#### What this task involves:
Each entry should be given again exactly, with any image left out.

#### Data excerpts:
● ● ● ● ●
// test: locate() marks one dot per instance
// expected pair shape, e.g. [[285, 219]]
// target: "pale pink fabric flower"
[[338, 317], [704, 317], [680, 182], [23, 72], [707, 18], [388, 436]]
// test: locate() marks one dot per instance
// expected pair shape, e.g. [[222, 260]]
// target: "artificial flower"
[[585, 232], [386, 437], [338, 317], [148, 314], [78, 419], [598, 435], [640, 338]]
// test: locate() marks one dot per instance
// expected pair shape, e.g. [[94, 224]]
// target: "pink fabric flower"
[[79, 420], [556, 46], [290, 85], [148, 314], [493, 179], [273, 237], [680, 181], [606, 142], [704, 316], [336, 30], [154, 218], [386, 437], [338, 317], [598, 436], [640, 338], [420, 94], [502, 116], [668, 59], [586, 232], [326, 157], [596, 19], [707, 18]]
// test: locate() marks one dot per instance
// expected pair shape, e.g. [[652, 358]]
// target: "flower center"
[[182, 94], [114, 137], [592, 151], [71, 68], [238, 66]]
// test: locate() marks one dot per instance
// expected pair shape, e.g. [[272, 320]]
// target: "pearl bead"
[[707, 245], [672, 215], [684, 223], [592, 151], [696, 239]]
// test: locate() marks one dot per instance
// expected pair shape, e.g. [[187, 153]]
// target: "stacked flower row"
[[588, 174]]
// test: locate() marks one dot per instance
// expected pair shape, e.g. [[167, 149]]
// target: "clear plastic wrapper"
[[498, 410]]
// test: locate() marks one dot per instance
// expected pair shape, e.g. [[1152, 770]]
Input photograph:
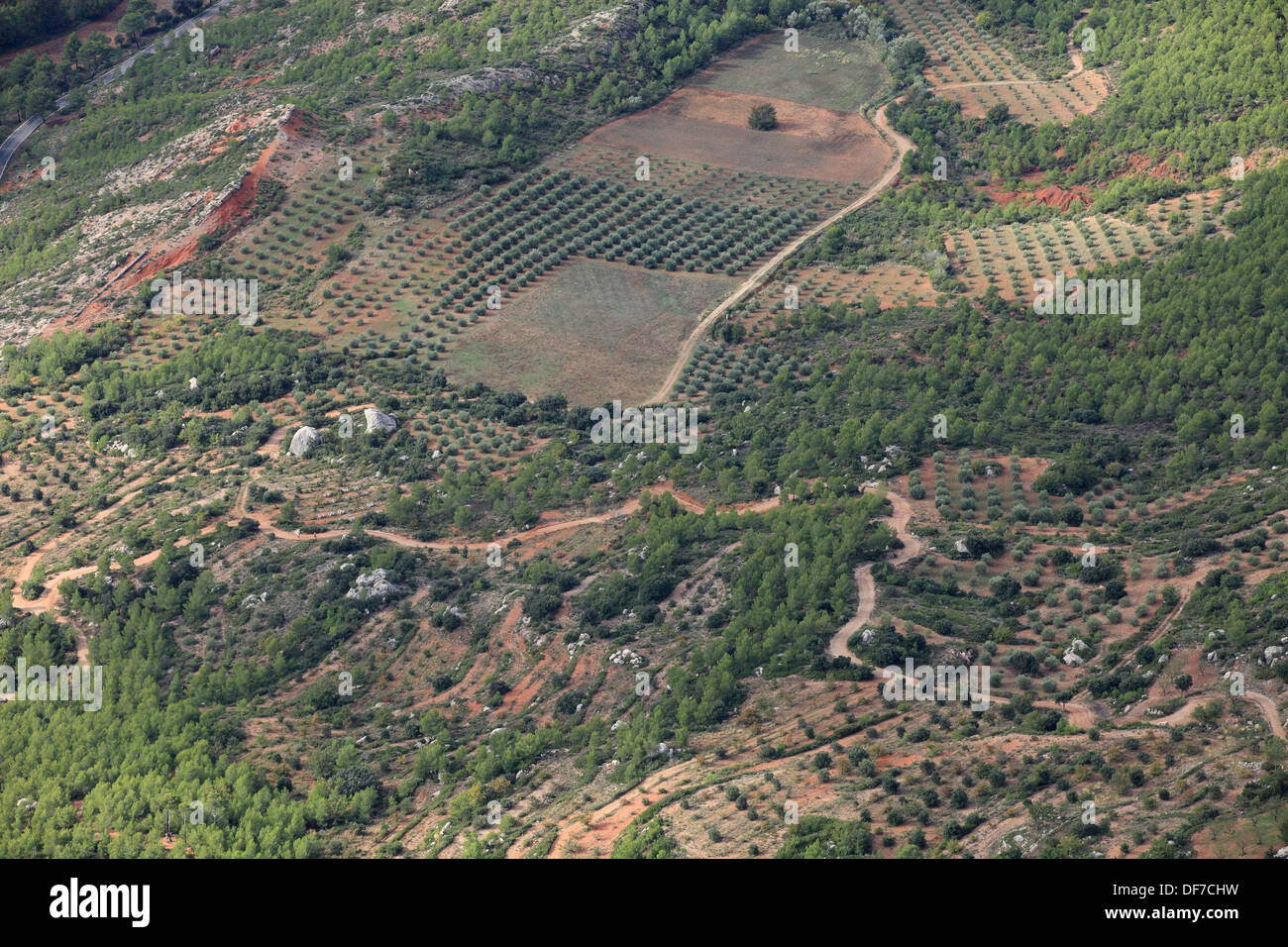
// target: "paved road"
[[20, 136]]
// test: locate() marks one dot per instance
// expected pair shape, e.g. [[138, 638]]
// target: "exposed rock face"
[[378, 420], [374, 583], [304, 441]]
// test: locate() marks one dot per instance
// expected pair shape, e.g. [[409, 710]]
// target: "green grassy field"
[[827, 72]]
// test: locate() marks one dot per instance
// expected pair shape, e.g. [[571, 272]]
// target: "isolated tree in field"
[[763, 118]]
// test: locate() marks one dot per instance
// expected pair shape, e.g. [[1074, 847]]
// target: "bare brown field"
[[596, 331], [709, 125]]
● ● ● ● ●
#### Exercise answer:
// test: locate() marks one dot per instance
// expected pair shape, e.g. [[285, 219]]
// target: "pale pink fabric flower"
[[338, 317], [704, 317], [680, 182], [23, 72], [707, 18], [388, 436]]
// test: locate() marks one dot per instance
// expected pair shape, e.g. [[222, 260]]
// target: "artificial flower"
[[585, 232], [386, 437], [338, 317], [148, 314], [78, 419], [598, 435], [640, 338]]
// test: locate() marks one dot per instance
// expected pair shape, e.g. [[94, 224]]
// target: "pink fabric flower"
[[79, 420], [556, 46], [290, 85], [148, 314], [493, 179], [273, 237], [680, 181], [606, 142], [704, 316], [336, 30], [154, 218], [386, 437], [338, 317], [598, 436], [640, 338], [420, 94], [502, 116], [668, 59], [586, 232], [326, 157], [596, 19], [707, 18]]
// test: locate() marks one dot per instance
// expected pair shape, e.g. [[652, 358]]
// target: "flower center"
[[182, 94], [114, 137], [592, 151], [71, 68], [238, 66]]
// test: locate() marks one dot per instance
// expected pair shape, e.g. [[272, 320]]
// target: "pearl bead"
[[707, 245], [672, 215], [684, 223], [592, 151], [696, 239]]
// test: locate() marks one dot per instance
// expected pair shape, e.g. [[187, 153]]
// target: "stacked flower row"
[[588, 174]]
// test: locate() marks one dot per instance
// expected pair shape, e.g. [[167, 149]]
// target: "clear plastic wrapper"
[[498, 410]]
// test: locate() marks one dot per instance
// expected pair shape, e.g. [[1152, 770]]
Input photograph:
// target: "paved road"
[[20, 136]]
// test: locate() marks one dot per instance
// expected pair shape, e.g. [[138, 638]]
// target: "exposed rock face"
[[378, 420], [374, 583], [304, 441]]
// test: locate() marks one dot per instance
// expected pair shape, e.g. [[409, 710]]
// target: "green grassy field"
[[827, 72]]
// test: locate() marks one dot per instance
// expected pair shape, e.g. [[571, 272]]
// target: "isolated tree in field"
[[763, 118]]
// test: locate() marks one dot per instance
// expected pair shape, e.g. [[1074, 847]]
// target: "bare brown field"
[[596, 331], [709, 125]]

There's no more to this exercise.